:: TO DO ::
[A] Translate this sentence from the article on Austin's light-rail plans into Spanish: "But that's not all, or even most, of the rationale behind these cities' aggressive development initiatives."
[B] Please reproduce the part of the listing that opens with the line containing "Could you point to the rattan" and continues through the end of the listing, including that first line.

:: ARTICLE ::
>> BEGIN

After years of living with what we now call Smart Growth, Austinites have heard all of this pedestrian-friendly mixed-use urban-village stuff before, and many neighborhoods in the urban core have decided they don't really want to be so transformed. If building the A-Train through those same in-town neighborhoods makes high-density urban infill inevitable, then for many Austinites that's sufficient reason to vote against light rail again and again, or at least to make sure there's no station anywhere near their neighborhood.

But it's hard to exaggerate how essential a transit-oriented development (or redevelopment) program is to the success of a rail system -- or so say most of the cities who actually have such systems. Rail towns like Denver, Portland, St. Louis, San Diego, and especially Dallas have worked very hard to spur TODs along their routes, and not just because doing so makes them feel hip. Obviously, the more people who live and work along the rail line, the more people will ride the train, which means freeways are a bit less congested and air is a bit less polluted.

But that's not all, or even most, of the rationale behind these cities' aggressive development initiatives. The corresponding increase in the tax base is considered part of the return on the rail investment, and it can be considerable; Dallas Area Rapid Transit takes great pride in how its rail system spawned more than $1 billion in new development. And joint-development projects, in which the transit authority can make some money itself by leasing its land or the air rights over its stations, bring in cash on the barrel to finance these expensive undertakings. The feds expect cities that want to build rail systems -- and that want Uncle Sam's money to do so -- to have the tools in place to create TODs along with them.

So even though the politics in Austin are dicey on this score, Capital Metro can't really afford not to build some TOD strategy into its A-Train plans. But the burden for making TODs possible, if not for actually making them happen, falls on the city of Austin. "Capital Metro doesn't have any authority to regulate land use, so they need us," says Jana McCann, the city's urban design officer and liaison to the RTP from the Transportation, Planning, and Sustainability Department.

The fourth "milestone" of the RTP work plan -- after choosing the route, the vehicles, and the station locations -- is vaguely described as "land use and joint development," but that doesn't mean the RTP will tell us whose neighborhood will get turned into a Smart Grown urban village. Rather, the study will make recommendations about how that decision should be made when the time comes.


Let's See What (Re)Develops

The existence of the city's neighborhood planning program, as well as the benighted Smart Growth Initiative, have already more-or-less satisfied the Federal Transit Administration, which last year gave its qualified blessing to Cap Met's then-tentative light-rail plans. "We've been told that, because the city has policies and strategies for promoting transit-supportive land use, that's a feather in our cap," says Mark Walters of the city Neighborhood Planning and Zoning Department, who serves as that department's liaison to the RTP.

>> END

:: SOURCE RECORDS ::
>> BEGIN

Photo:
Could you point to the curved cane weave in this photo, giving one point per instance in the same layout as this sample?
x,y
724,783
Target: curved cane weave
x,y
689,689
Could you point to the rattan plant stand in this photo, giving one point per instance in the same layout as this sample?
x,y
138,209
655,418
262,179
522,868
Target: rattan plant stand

>> END

:: PER-TASK OUTPUTS ::
[A] Pero eso no es todo, ni siquiera la mayor parte, de la justificación de las agresivas iniciativas de desarrollo de estas ciudades.

[B]
Could you point to the rattan plant stand in this photo, giving one point per instance in the same layout as this sample?
x,y
138,209
655,418
262,179
522,868
Target: rattan plant stand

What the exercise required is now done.